[Data supplied Boundary: Start]
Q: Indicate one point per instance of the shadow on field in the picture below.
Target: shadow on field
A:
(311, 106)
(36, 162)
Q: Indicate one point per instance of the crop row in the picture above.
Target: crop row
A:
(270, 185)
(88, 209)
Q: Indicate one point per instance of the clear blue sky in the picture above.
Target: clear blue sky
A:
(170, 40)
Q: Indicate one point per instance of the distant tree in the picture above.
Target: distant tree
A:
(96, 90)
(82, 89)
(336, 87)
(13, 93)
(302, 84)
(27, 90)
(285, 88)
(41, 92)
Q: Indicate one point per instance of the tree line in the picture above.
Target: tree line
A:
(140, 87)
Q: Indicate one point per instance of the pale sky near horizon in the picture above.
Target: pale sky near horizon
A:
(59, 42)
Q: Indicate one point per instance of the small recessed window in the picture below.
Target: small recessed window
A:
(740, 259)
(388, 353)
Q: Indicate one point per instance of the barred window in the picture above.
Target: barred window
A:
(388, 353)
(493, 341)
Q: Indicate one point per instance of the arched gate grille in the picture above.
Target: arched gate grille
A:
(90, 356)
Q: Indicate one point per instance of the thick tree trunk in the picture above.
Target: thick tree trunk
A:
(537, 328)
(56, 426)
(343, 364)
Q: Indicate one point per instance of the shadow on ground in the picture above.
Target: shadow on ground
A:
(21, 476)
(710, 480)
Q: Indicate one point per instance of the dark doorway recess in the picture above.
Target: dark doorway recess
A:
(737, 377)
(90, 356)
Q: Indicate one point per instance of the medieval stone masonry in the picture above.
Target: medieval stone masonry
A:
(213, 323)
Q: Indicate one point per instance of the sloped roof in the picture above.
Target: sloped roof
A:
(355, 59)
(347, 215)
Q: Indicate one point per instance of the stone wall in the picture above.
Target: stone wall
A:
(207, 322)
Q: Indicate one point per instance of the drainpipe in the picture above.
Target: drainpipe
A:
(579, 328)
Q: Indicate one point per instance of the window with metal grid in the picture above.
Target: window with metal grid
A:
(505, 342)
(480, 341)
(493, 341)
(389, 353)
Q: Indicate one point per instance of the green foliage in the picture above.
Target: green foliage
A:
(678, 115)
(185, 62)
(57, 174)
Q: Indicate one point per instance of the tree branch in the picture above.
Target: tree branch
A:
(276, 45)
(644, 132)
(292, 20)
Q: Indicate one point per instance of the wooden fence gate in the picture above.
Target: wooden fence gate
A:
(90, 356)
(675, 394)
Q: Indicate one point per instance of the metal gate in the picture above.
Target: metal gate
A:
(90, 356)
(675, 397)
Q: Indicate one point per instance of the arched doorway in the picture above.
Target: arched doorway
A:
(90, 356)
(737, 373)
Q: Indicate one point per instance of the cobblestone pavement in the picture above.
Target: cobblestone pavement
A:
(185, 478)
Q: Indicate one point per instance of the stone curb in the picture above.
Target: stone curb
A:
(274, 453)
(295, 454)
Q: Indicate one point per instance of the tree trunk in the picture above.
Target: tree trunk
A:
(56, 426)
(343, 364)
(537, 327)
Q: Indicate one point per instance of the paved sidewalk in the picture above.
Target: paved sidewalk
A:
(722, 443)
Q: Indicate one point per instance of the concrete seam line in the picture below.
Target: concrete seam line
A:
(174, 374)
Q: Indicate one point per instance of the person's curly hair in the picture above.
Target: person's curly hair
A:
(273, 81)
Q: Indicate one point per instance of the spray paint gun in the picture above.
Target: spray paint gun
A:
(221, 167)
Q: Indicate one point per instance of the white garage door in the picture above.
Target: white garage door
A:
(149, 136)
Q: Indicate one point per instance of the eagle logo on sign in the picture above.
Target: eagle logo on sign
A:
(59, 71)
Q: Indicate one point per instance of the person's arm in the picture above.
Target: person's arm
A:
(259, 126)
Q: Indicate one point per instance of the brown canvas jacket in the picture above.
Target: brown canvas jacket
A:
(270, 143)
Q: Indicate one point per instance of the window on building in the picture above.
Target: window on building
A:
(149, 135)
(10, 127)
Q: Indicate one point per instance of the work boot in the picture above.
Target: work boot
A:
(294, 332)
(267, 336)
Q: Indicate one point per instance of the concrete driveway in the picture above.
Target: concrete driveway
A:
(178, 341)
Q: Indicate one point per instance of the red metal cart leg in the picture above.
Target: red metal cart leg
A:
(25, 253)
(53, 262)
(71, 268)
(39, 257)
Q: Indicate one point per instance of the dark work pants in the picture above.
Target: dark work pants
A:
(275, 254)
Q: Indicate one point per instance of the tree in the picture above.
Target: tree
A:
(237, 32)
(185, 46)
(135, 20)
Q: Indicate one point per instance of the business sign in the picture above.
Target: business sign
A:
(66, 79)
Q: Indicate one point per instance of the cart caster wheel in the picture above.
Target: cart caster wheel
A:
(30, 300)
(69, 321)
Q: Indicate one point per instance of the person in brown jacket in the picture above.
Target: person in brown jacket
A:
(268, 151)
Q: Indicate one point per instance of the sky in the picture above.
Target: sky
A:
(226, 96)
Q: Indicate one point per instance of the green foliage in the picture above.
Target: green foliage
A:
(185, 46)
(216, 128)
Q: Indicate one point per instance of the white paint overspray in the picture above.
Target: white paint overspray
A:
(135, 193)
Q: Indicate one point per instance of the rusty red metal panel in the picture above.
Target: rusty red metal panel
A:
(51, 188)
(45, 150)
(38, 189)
[Data supplied Boundary: End]
Task prompt
A complete, exact copy of the entries is required.

Solution to this task
Q: Indicate one point per instance of the shadow on field in the picture below.
Target: shadow on field
A:
(311, 106)
(36, 162)
Q: Indicate one point per instance of the crop row in the picture above.
Target: crop row
A:
(270, 185)
(88, 209)
Q: Indicate one point per instance of the clear blue sky in the picture above.
Target: clear blue sky
A:
(170, 40)
Q: Indicate one point per instance of the distant tree in the picture above.
Target: distant tree
A:
(96, 90)
(82, 89)
(336, 87)
(13, 93)
(302, 84)
(27, 90)
(285, 88)
(41, 92)
Q: Indicate one point per instance of the tree line in the picture above.
Target: tree line
A:
(140, 87)
Q: Indicate one point per instance of the pale sky near horizon in the picture above.
Target: pale sky near horizon
A:
(59, 42)
Q: Indicate one point per instance of the small recessed window in the picture below.
Target: small recessed window
A:
(740, 259)
(388, 353)
Q: Indicate one point per instance of the barred window in the picture above.
Target: barred window
A:
(388, 353)
(493, 341)
Q: Indicate one point per instance of the arched gate grille in the picture above.
Target: arched gate grille
A:
(90, 356)
Q: Indicate one point per instance of the thick tree trunk in the picture above.
Target: thick tree trunk
A:
(537, 328)
(56, 426)
(343, 364)
Q: Indicate one point per instance of the shadow on ground in the picture above.
Target: shadow on ground
A:
(21, 476)
(710, 480)
Q: Indicate one point per instance of the dark doorway recess in the picture above.
Target: dark doorway recess
A:
(737, 377)
(90, 356)
Q: Indicate one point per instance of the medieval stone masonry in the picture above.
Target: medieval stone masonry
A:
(213, 323)
Q: Indicate one point per instance of the sloped roof in the picture above.
Target: sloped roof
A:
(355, 59)
(347, 215)
Q: Indicate one point per instance of the stone wall in the picture above.
Target: stone wall
A:
(207, 322)
Q: Indicate one point per instance of the drainpipe in the picture above.
Target: drainpipe
A:
(579, 328)
Q: Indicate one point per instance of the window with metal grid in the picture above.
Target: window with metal grid
A:
(505, 342)
(480, 341)
(493, 341)
(389, 353)
Q: Indicate one point per instance of the green foliage in the picture above.
Target: green foliage
A:
(678, 115)
(185, 62)
(57, 174)
Q: Indicate one point per instance of the tree branch in the picture above.
Target: tree branch
A:
(276, 45)
(644, 132)
(292, 20)
Q: Indicate one point per instance of the wooden fence gate in the picture above.
Target: wooden fence gate
A:
(90, 356)
(675, 394)
Q: Indicate one point per instance of the metal gate in the picture above.
Target: metal gate
A:
(90, 356)
(675, 397)
Q: Indicate one point per instance of the arched doorway in the picture above.
Target: arched doorway
A:
(90, 356)
(737, 373)
Q: Indicate one point per instance of the cobblestone pavement in the picture above.
Target: cobblestone pavement
A:
(185, 478)
Q: Indicate one point per instance of the stone curb in the picture above.
Target: stone curb
A:
(274, 453)
(295, 454)
Q: Indicate one point per instance of the tree trunk in the picture above.
Target: tree trunk
A:
(56, 426)
(343, 364)
(537, 327)
Q: Indicate one point per instance of the paved sidewalk in the picture above.
Target: paved sidewalk
A:
(722, 443)
Q: Indicate one point per instance of the concrete seam line in the picture below.
Target: concrete seam line
A:
(174, 374)
Q: Indicate one point per instance of the person's curly hair in the picture above.
Target: person's curly hair
A:
(273, 81)
Q: Indicate one point per instance of the spray paint gun in the picture above.
Target: spray paint gun
A:
(221, 167)
Q: Indicate one point per instance of the white garage door in the picture above.
Target: white garage door
A:
(149, 136)
Q: Indicate one point per instance of the eagle logo on sign in the picture above.
Target: eagle logo on sign
A:
(59, 71)
Q: Indicate one point per instance of the person's arm in the picture above.
Target: person's arm
A:
(259, 126)
Q: Indicate one point per instance of the brown canvas jacket in the picture above.
Target: brown canvas jacket
A:
(270, 143)
Q: Indicate one point per instance of the window on building in the picture above.
Target: window on building
A:
(149, 135)
(10, 127)
Q: Indicate one point per instance of the work boot in the picture above.
Target: work boot
A:
(294, 332)
(267, 336)
Q: Indicate one point per instance of the concrete driveway in the picture above.
Target: concrete driveway
A:
(178, 341)
Q: Indicate one point per instance of the red metal cart leg in the picture above.
Target: red metal cart leg
A:
(25, 253)
(53, 262)
(71, 268)
(39, 257)
Q: Indicate one point per instance of the dark work pants in the picture above.
Target: dark work pants
A:
(275, 254)
Q: Indicate one point per instance of the tree in the picture above.
Target: tree
A:
(237, 32)
(185, 46)
(135, 20)
Q: Indicate one point per instance of the business sign in the picture above.
Target: business sign
A:
(66, 79)
Q: Indicate one point per instance of the cart caster wheel in the picture above.
Target: cart caster wheel
A:
(30, 300)
(69, 321)
Q: Indicate one point per instance of the person in brown jacket in the picture above.
Target: person in brown jacket
A:
(268, 151)
Q: Indicate one point per instance of the sky in the picture above.
Target: sky
A:
(226, 96)
Q: Indicate one point per instance of the green foliage in the picture above.
Target: green foliage
A:
(185, 46)
(216, 128)
Q: Indicate one point per instance of the white paint overspray in the picture above.
Target: white paint overspray
A:
(135, 193)
Q: Indicate one point per instance of the rusty red metal panel in the picture above.
Target: rusty red metal panel
A:
(51, 188)
(45, 150)
(38, 189)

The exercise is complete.